Extracts from a box-labeled dataset:
┌────────
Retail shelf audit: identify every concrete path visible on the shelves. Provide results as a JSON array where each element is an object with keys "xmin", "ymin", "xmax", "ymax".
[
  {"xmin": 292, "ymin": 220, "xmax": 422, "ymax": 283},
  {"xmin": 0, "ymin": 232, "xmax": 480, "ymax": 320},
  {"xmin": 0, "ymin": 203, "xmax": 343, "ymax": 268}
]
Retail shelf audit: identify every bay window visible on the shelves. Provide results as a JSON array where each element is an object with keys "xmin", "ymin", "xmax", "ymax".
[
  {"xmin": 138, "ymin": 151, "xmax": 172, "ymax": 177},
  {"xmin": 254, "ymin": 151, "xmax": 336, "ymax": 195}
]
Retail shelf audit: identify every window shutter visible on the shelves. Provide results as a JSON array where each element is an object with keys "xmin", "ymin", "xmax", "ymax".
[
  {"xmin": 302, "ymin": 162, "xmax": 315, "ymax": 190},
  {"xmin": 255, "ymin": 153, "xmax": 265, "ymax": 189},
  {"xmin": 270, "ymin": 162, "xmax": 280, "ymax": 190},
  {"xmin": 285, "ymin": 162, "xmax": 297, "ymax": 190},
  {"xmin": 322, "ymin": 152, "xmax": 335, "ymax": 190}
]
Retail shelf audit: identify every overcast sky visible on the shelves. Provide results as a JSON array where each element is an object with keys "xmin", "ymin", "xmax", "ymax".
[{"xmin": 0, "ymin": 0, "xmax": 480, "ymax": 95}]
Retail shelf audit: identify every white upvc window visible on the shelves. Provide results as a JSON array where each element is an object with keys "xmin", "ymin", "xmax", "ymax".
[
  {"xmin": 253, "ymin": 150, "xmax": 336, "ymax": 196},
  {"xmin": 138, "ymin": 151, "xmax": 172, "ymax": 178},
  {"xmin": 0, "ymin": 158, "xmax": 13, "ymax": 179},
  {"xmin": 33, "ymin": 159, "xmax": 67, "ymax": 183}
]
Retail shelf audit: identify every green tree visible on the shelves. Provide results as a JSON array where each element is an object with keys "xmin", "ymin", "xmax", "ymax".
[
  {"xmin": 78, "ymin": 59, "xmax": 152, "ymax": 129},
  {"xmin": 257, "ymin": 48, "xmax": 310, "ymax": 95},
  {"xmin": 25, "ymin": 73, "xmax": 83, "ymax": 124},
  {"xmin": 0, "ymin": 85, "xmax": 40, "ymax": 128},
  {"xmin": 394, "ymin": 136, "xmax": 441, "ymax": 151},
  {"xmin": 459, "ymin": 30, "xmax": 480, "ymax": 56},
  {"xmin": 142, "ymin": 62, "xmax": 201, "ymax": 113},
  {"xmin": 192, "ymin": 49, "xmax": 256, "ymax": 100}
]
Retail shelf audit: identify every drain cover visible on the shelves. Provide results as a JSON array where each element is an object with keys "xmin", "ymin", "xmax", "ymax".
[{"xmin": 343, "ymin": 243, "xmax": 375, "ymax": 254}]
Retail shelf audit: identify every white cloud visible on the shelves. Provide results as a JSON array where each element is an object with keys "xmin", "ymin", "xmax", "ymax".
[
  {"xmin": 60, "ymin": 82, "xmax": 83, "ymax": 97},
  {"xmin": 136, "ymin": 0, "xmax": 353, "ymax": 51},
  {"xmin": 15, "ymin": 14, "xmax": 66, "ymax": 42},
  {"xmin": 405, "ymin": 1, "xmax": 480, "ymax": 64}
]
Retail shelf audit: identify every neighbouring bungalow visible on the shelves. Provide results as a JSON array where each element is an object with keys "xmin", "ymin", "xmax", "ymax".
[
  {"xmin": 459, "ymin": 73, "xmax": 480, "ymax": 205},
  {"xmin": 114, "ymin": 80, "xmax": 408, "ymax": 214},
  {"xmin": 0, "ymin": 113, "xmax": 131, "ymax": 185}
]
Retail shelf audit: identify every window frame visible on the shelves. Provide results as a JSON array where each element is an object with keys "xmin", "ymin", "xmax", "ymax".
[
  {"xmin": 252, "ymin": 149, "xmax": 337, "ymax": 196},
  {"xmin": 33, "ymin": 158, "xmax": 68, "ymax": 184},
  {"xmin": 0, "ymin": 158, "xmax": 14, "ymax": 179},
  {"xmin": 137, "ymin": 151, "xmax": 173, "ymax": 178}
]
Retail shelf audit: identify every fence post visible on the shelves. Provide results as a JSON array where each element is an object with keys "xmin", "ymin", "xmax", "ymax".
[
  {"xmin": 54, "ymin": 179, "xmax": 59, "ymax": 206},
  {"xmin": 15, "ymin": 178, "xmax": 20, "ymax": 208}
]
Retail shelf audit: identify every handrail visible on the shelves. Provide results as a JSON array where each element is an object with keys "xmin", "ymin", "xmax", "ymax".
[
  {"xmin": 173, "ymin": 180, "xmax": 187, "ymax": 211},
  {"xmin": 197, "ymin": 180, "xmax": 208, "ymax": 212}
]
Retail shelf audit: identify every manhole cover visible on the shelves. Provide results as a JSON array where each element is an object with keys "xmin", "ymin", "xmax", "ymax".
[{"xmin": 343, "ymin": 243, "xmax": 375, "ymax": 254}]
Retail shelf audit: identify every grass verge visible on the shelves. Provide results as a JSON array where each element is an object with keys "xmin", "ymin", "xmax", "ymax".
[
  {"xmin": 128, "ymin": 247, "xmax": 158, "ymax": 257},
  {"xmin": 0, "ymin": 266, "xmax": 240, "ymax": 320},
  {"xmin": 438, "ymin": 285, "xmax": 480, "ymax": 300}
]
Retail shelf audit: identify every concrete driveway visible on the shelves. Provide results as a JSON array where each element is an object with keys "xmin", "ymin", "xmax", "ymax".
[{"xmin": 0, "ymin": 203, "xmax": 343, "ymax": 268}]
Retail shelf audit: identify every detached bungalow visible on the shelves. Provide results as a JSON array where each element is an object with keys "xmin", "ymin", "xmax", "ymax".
└────────
Aim of the exercise
Pick out every line in the material above that contains the word "window" and copy each of those lines. Case matters.

Final result
Retail shelf audit: identify every bay window visible on the shelves. Provide results as a JSON array where each element is an object with keys "xmin", "ymin", "xmax", "ymax".
Retail shelf audit: identify every window shutter visible on the shelves. Provide results as a JSON array where each element is an object with keys "xmin", "ymin", "xmax", "ymax".
Retail shelf audit: identify every white upvc window visible on the shelves. Provide results as a JSON array where each element is an object with keys "xmin", "ymin", "xmax", "ymax".
Retail shelf audit: identify every window frame visible on the shelves. Provide results as a JSON array where each element is an object with keys "xmin", "ymin", "xmax", "ymax".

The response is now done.